▶ [Texto do documento]:

***

Baseado em criteriosa análise técnica, o Guerreiro do Som ouviu e avaliou todos temas e sambas do Grupo Especial paulistano
Chegamos finalmente em 2019 e cabe a mim lembrá-los que, tal qual fiz mês passado, já começou o Carnaval. Aqueles papos que você sempre ouve de que “no Brasil o ano só começa depois do Carnaval” é tudo verdade mesmo, e dessa vez ele vai de AGORA até a primeira semana de março. Daí a gente volta pra tristeza de sempre.
Dessa vez venho com os sambas e enredos do Carnaval paulistano, que tá com muito mais grana, muito mais estrutura, Liga trabalhando direito, 0% de virada de mesa, mas ainda falta alguma coisa que tem nos sambas da outra ponta da Dutra. Falta um tchans. É como se fosse uma cerveja IPA com garrafa muito bonita descolex, mas que o gosto não é tão bom quanto a PILSEN tradicional de sempre.
O disco desse ano é bom bem bom, mas quero pontuar algumas coisas que eu preferia que não tivesse mais não. Primeiro, essa liberdade total pras escolas fazerem o que quiserem na gravação resultou em faixa que enfiou o máximo de participação especial que dava (e não precisava de nenhuma, na verdade), e muito textinho recitado no final — pra que eternizar o seu samba com esses textinhos, meu Deus? Fora isso tem o fade out. Tem gente que gosta, mas eu odeio fade out TANTO que cês num faz ideia.
Para além disso, essa safra 2019 deixou bem claro pra mim que sambista não faz milagre e não tem como sair uma puta obra se o carnavalesco entrega uma sinopse abertaça de tudo. Alô, carnavalescos, vamo dar um capricho nesses enredos pro próximo ano.
Mas para além dessa cornetagem, é um dever meu enquanto paulistano (eu sou paulistano) saudar esses HERÓIS que por décadas seguraram a onda onde, até um passado recente, Carnaval era sinônimo de uma das maiores cidades do mundo completamente desertas porque praticamente todo mundo fugia pra outro lugar. Agora que o cenário tá melhorando bem, eles merecem alguma bonificação por tanto esforço.
Fica aí meu abraço a todas as escolas de São Paulo. Canetei todos.
Acadêmicos do Tatuapé
Enredo: “Bravos Guerreiros - Por Deus, pela honra, pela justiça e pelos que precisam de nós” é um enredo sobre: guerreiros. Aí foi um negócio meio amplo, desde figuras religiosas como São Jorge, uns Deus Vult, figuras da história negra — na imagem oficial do enredo tem até barco do Greenpeace. Dá pra fazer uma graça no sambódromo, mas ainda assim tá amplo demais.
Nota: 9,8
Samba: Baita gravação. A introdução afro com Jorge Ben Jor mandando a oração à São Jorge, coro, batuque moendo, ficou um porradão. Bateria 40, melodia muito boa, ótimo de ouvir. Só esqueceram do enredo. Tem São Jorge pra caralho, mas cadê o resto da galera da imagem oficial? Aqui que num tá. Ainda rola um trecho nacionalista “sou brasileiro / vou defender minha nação” que eu tô muito de boa.

***

Trechos do conjunto de dados de apontamento
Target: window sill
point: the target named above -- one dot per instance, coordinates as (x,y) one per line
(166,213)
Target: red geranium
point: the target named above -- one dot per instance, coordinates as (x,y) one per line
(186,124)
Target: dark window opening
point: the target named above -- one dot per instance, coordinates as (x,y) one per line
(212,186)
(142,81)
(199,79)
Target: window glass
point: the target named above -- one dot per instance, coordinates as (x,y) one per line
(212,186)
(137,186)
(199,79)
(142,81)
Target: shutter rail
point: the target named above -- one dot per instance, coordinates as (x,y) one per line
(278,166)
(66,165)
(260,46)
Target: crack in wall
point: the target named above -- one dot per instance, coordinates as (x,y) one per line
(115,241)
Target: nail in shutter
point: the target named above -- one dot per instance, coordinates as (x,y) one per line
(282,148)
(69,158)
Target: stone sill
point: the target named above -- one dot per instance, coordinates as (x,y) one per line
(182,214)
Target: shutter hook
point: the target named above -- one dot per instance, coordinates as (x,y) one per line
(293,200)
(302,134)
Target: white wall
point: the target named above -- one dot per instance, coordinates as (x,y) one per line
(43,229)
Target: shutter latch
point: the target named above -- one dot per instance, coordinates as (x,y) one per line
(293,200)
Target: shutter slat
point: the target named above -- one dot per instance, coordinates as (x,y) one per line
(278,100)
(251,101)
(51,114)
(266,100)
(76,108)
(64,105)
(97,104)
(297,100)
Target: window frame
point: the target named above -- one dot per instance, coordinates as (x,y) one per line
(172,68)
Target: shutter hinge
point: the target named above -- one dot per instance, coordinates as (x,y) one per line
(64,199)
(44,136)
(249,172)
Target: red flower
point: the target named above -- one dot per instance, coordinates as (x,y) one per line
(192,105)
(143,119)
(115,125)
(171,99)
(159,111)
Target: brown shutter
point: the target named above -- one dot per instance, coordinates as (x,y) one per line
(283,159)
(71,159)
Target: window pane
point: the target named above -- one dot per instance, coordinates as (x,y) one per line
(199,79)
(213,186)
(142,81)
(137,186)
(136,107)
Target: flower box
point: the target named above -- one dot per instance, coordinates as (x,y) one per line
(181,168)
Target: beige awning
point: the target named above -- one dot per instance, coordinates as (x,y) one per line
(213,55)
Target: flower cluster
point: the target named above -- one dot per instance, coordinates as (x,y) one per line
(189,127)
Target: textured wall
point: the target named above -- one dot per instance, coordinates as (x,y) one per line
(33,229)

***

▶ [Lista de tarefas]:
1. Na análise dos sambas paulistanos, que nota recebeu o enredo da Acadêmicos do Tatuapé?
2. Traduza para o inglês esta frase da análise dos sambas paulistanos: "Alô, carnavalescos, vamo dar um capricho nesses enredos pro próximo ano."
3. Na análise dos sambas paulistanos, quais são as coisas do disco de 2019 que aparecem depois de "quero pontuar algumas coisas que eu preferia que não tivesse mais não"? Liste todas.
Baseie-se só na análise dos sambas paulistanos.

▶ [Respostas]:
1. 9,8

2. Hey, carnival designers, let's put some real care into these themes next year.

3.
- Faixas com o máximo possível de participações especiais
- Textinhos recitados no final
- O fade out